* **Tasks to carry out**
A. Answer the following questions using the interview with Olara Otunnu:
(i) What were historically the three main UPC pillars?
(ii) Under which coalition did the opposition stand together in 2010?
(iii) What does Otunnu call the set of demands that identifies the ills of previous elections?
B. Rewrite the passage of the interview with Olara Otunnu starting at "At that time" and ending at "and fair elections.", renaming "U-turn" as "reversal".
C. List every ill that, according to the interview with Olara Otunnu, has bedeviled previous elections.

UPC President, Olara Otunnu spoke to The Independent’s Joan Akello about his party’s road map.

What is UPC’s strategy for 2016?

We have been moving around the country to mobilise, raise awareness, and get the youth and women league organised. Historically, the three main UPC pillars were the youth, women, and workers. We have a new constitution and we have been moving around the country discussing it, its implications, structures and processes to make our members and leaders aware of the new constitution. We have been discussing how we will approach 2016. But we know that those efforts important as they are will come to naught if we do not have a new system for organised and managing elections.  At the national level, beyond UPC, we must work with others to ensure that we have a new system for organising and managing elections. We need to achieve both.


What is your view about the opposition’s preparedness for 2016 elections?

My views have not changed since 2010. I took a position then that any election organised by the current electoral management system under Museveni – Badru Kiggundu Electoral Commission by definition inherently by design is a complete sham and that Ugandans should stand up and demand that we have genuine free and fair elections like other people elsewhere in the world. The Museveni regime should not be an exception to what has now become a worldwide trend of free and fair multiparty elections.

At that time the opposition under the Inter Party Coalition (IPC) stood together with this position until the last moment when there was a U-turn within our ranks and other opposition parties apart from UPC decided that even though we had made a demand to change the electoral management system and that Museveni had not acted on this, that they would proceed and participate in the 2011 elections. It was a big disappointment, very painful because I think we had got Museveni under siege both within the country and in key circles internationally. So we let Museveni off the hook and then escorted him to what we knew were utterly fraudulent elections. It was a tragic error; the country has paid a bigger price for it.  What we are debating now we should have settled in 2010. We should have taken a firm stand then and refused to budge and resolved the issue of free and fair elections.

What should be done to ensure free and fair elections then?

I call it a basket of demands which identifies clearly the mischief, the ills which have bedeviled previous elections such as the Electoral Commission, registry boards, the role of the military, appointment of returning officers, the raid and deployment of monies to bribe votes and we propose measures to cure those ills. Then we put that to the country to say we are interested in elections but there must be free and fair elections which look like this.

We should insist that there must be a national forum to focus and to work on a consensus on a new system to manage and organise free and fair elections in Uganda. From that consensus would then emerge measures that can be enacted by parliament into laws. I have written  widely since 2010 that if Museveni says I do not care, I want to organise elections the same way I have done since I came into power, which means an election is entirely controlled and organised by Museveni  then Ugandans should say no. Ugandans have no business accompanying Museveni in an exercise that they know in advance is meaningless. Therefore before discussing 2016, we must first discuss what kind, manner, quality, organization and management of elections we want. When we have settled that, then we can discuss participation or otherwise in the elections in 2016.

If nothing is reformed how will you defeat NRM?

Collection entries

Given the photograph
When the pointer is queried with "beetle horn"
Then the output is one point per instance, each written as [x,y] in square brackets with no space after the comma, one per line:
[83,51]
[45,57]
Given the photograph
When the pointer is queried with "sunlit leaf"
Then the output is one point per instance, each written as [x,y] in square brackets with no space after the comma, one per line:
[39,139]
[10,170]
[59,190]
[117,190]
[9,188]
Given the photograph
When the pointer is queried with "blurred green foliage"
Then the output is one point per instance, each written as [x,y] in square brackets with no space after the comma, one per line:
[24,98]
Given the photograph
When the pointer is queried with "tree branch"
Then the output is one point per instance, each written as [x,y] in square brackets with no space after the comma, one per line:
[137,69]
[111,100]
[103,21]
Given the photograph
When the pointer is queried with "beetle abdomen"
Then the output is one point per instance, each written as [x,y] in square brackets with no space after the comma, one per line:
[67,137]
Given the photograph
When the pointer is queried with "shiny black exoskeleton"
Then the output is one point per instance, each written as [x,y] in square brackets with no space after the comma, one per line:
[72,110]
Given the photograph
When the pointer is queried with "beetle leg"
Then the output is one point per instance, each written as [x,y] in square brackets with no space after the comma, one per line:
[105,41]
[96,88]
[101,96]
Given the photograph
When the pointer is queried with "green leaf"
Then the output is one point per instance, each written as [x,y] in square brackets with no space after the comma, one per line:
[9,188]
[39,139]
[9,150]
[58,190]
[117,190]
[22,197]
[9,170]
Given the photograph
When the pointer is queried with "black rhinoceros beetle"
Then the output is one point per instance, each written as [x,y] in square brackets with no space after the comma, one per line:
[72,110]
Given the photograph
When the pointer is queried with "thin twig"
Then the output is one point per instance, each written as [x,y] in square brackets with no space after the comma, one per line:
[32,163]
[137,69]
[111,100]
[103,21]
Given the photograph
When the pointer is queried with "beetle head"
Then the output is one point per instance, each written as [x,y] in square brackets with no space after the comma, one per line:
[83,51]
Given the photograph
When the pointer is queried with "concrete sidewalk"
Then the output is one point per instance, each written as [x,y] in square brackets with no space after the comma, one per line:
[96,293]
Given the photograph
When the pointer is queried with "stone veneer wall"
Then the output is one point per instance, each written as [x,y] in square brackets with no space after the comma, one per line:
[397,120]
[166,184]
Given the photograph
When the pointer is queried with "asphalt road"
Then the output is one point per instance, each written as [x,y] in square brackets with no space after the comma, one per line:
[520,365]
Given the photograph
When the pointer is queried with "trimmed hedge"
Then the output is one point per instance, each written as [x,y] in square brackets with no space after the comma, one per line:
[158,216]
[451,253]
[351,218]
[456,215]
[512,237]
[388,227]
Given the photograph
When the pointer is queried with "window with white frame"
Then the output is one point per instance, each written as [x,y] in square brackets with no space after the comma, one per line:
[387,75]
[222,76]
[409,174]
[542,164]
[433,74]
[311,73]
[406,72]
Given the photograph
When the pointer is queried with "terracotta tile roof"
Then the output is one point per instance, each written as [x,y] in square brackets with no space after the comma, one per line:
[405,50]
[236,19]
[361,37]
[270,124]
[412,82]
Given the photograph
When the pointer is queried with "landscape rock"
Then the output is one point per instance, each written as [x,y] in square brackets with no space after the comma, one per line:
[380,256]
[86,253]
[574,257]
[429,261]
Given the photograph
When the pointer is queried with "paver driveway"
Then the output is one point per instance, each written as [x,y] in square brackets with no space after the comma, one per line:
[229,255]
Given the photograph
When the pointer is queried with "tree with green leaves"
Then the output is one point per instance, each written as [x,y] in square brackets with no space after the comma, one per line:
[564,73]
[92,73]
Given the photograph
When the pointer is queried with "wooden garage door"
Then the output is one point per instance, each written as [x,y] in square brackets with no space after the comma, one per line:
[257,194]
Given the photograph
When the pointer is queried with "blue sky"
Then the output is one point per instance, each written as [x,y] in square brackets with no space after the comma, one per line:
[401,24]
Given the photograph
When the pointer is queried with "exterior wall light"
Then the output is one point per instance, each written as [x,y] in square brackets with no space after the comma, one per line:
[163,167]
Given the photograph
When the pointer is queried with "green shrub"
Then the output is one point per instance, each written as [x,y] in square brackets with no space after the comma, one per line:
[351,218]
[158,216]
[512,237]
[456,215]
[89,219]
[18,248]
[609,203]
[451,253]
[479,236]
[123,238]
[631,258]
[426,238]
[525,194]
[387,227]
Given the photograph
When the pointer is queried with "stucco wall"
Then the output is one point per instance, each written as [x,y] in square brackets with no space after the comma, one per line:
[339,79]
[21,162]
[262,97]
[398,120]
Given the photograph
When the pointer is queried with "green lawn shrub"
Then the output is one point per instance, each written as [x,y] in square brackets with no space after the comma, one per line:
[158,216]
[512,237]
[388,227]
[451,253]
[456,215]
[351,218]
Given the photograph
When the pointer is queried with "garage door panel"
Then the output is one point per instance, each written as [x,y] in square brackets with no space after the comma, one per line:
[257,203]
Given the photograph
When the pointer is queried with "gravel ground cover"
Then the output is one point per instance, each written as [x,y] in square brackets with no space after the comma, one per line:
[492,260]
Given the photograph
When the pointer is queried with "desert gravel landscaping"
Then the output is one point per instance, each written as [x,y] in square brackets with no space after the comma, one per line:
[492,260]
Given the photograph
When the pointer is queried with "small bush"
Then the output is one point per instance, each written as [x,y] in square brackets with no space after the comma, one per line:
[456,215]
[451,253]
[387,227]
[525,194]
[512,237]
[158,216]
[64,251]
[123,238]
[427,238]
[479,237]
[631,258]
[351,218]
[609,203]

* **Solutions**
A.
(i) The youth, women, and workers.
(ii) The Inter Party Coalition (IPC).
(iii) A basket of demands.

B.
At that time the opposition under the Inter Party Coalition (IPC) stood together with this position until the last moment when there was a reversal within our ranks and other opposition parties apart from UPC decided that even though we had made a demand to change the electoral management system and that Museveni had not acted on this, that they would proceed and participate in the 2011 elections. It was a big disappointment, very painful because I think we had got Museveni under siege both within the country and in key circles internationally. So we let Museveni off the hook and then escorted him to what we knew were utterly fraudulent elections. It was a tragic error; the country has paid a bigger price for it.  What we are debating now we should have settled in 2010. We should have taken a firm stand then and refused to budge and resolved the issue of free and fair elections.

C.
- The Electoral Commission
- Registry boards
- The role of the military
- Appointment of returning officers
- The raid and deployment of monies to bribe votes